Repeat, without any change, the entries presented below.

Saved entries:
▼

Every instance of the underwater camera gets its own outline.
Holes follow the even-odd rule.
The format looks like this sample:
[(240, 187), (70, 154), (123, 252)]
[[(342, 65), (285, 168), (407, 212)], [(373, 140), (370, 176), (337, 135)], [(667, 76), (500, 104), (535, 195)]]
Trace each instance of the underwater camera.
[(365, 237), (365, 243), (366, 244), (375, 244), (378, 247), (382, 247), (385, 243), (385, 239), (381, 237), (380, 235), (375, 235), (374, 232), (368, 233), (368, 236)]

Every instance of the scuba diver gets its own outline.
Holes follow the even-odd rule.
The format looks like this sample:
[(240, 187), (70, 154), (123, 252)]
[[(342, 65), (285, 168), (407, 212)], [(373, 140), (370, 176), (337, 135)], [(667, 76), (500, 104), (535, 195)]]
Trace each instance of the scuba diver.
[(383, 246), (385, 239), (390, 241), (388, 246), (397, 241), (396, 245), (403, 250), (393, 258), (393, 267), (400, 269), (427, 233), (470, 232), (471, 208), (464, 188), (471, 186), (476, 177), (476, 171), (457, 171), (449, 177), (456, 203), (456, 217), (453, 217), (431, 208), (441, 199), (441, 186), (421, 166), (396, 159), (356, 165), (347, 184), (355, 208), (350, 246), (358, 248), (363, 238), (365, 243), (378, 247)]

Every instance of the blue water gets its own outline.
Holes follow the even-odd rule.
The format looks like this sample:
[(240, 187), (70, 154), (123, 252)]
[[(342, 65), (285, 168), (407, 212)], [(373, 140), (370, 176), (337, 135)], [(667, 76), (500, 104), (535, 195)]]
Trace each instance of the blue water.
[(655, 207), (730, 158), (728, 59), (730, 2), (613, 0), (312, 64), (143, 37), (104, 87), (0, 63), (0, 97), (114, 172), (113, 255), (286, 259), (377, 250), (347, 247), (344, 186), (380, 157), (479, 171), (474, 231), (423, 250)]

▲

*TASK SOLUTION:*
Every instance of the underwater camera gets its own outline.
Holes follow the even-odd rule.
The format looks like this sample:
[(240, 187), (70, 154), (123, 252)]
[[(342, 65), (285, 168), (407, 212)], [(373, 140), (370, 176), (337, 135)], [(667, 76), (500, 104), (535, 195)]]
Trace each instance of the underwater camera.
[(365, 237), (365, 243), (366, 244), (375, 244), (378, 247), (382, 247), (385, 243), (385, 239), (381, 237), (380, 235), (375, 235), (374, 232), (368, 233), (368, 236)]

Every instance of the scuba diver gets its own outline.
Holes follow the even-odd rule.
The format looks like this sample:
[(240, 187), (70, 154), (123, 252)]
[[(342, 65), (285, 168), (407, 212)], [(373, 140), (370, 176), (337, 135)], [(667, 76), (500, 104), (535, 195)]]
Trace each instance of the scuba diver.
[(383, 246), (385, 239), (390, 241), (388, 246), (397, 241), (396, 245), (403, 250), (393, 258), (393, 267), (400, 269), (427, 233), (470, 232), (471, 208), (464, 188), (471, 186), (476, 177), (476, 171), (457, 171), (449, 177), (456, 203), (456, 217), (453, 217), (431, 208), (441, 199), (441, 186), (421, 166), (396, 159), (356, 165), (347, 184), (355, 208), (350, 246), (358, 248), (363, 238), (365, 243), (378, 247)]

Every instance of the blue water gets its own outline.
Holes follow the even-odd rule.
The format looks like this sample:
[(240, 187), (70, 154), (123, 252)]
[[(342, 65), (285, 168), (407, 212)], [(373, 140), (370, 176), (337, 135)], [(667, 76), (500, 104), (535, 195)]]
Trace each instance of the blue water.
[(655, 207), (730, 158), (728, 59), (730, 2), (613, 0), (312, 64), (143, 37), (104, 87), (0, 63), (0, 97), (114, 172), (113, 255), (286, 259), (377, 250), (347, 247), (344, 186), (380, 157), (479, 171), (474, 231), (423, 250)]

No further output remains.